[RECORD EXTRACTS start]

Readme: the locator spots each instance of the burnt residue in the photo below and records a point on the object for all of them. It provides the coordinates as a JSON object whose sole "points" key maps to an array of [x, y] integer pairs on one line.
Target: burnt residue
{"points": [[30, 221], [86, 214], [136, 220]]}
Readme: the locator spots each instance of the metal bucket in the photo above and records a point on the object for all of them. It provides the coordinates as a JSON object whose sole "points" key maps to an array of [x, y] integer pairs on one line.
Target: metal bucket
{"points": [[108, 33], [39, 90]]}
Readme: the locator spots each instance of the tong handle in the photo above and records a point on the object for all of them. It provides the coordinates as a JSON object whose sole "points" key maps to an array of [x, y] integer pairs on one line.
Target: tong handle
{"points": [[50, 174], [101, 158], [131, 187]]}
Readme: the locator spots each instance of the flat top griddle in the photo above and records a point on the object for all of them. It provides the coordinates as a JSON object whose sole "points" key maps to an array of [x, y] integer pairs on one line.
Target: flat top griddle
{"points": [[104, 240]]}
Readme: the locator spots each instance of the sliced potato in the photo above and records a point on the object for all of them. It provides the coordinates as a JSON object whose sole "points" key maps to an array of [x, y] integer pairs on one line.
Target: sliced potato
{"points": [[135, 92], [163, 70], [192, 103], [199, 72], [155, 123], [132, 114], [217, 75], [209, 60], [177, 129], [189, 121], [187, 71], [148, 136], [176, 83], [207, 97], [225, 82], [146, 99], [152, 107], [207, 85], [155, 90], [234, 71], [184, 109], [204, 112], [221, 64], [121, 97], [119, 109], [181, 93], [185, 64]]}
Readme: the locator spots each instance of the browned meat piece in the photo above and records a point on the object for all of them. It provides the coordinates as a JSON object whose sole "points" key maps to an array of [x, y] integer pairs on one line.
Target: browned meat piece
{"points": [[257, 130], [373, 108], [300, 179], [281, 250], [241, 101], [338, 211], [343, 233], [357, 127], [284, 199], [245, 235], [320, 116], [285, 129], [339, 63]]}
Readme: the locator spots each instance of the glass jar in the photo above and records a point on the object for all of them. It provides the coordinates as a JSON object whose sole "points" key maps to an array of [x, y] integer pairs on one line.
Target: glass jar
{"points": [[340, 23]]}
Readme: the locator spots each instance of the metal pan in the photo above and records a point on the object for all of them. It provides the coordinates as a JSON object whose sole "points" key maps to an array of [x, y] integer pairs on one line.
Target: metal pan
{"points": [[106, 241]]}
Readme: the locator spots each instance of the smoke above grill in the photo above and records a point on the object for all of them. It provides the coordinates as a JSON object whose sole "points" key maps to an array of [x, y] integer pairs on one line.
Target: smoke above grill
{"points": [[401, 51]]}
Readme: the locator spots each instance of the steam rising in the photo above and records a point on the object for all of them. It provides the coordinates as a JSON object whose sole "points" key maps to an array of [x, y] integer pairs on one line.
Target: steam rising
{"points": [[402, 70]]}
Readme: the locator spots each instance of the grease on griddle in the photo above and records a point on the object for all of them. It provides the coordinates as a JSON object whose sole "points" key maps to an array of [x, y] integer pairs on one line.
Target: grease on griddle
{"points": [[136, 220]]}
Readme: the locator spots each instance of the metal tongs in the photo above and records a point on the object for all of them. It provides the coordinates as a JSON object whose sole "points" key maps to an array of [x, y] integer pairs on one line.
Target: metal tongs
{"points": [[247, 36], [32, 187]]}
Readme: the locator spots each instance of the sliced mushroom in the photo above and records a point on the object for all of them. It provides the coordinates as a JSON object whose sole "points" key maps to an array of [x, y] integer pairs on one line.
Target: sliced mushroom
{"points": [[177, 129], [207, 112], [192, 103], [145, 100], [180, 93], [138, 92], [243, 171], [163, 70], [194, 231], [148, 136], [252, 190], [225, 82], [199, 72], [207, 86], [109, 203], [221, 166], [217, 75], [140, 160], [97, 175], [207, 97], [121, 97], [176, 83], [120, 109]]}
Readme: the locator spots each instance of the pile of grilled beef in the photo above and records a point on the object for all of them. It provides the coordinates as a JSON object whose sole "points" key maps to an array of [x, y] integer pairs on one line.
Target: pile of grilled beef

[RECORD EXTRACTS end]

» WHAT IS REQUIRED
Repeat, word for word, every line from the line that contains "Readme: the locator spots each instance of the grease" to the end of the entries; include both of those lines and no others.

» COMPLETED EXERCISE
Readme: the locator spots each instance of the grease on griddle in the photo above and records a point on the object for all of them. It provides the coordinates as a JSON object whose sole "points" key maps to an array of [x, y] integer pairs on one line.
Target: grease on griddle
{"points": [[136, 220]]}
Readme: the locator spots each instance of the metal tongs in the photo above and records a point on the object for all of them. It provides the coordinates as a JSON object whose sole "points" key maps to an array of [x, y] integer pairs on one line.
Target: metal tongs
{"points": [[247, 36], [32, 187]]}
Readme: the locator spots each instance of the sliced mushroom in the photo above and records a point on the object for all of them. It provides the coordinates as a JSON object whose sole "points" key maps to an array of [x, y] integer pairs on one line.
Target: sliced mushroom
{"points": [[177, 129], [207, 112], [192, 103], [145, 100], [180, 93], [138, 92], [243, 171], [163, 70], [194, 231], [148, 136], [252, 190], [225, 82], [199, 72], [207, 86], [109, 203], [221, 166], [217, 75], [140, 160], [97, 175], [207, 97], [121, 97], [176, 83], [120, 109]]}
Readme: the locator spots each instance of the pile of grilled beef in the photo above and records a point on the object for all of them. It provides the coordinates as a JSON object whose sole "points" key maps to an array of [x, y] integer pairs on one line.
Target: pile of grilled beef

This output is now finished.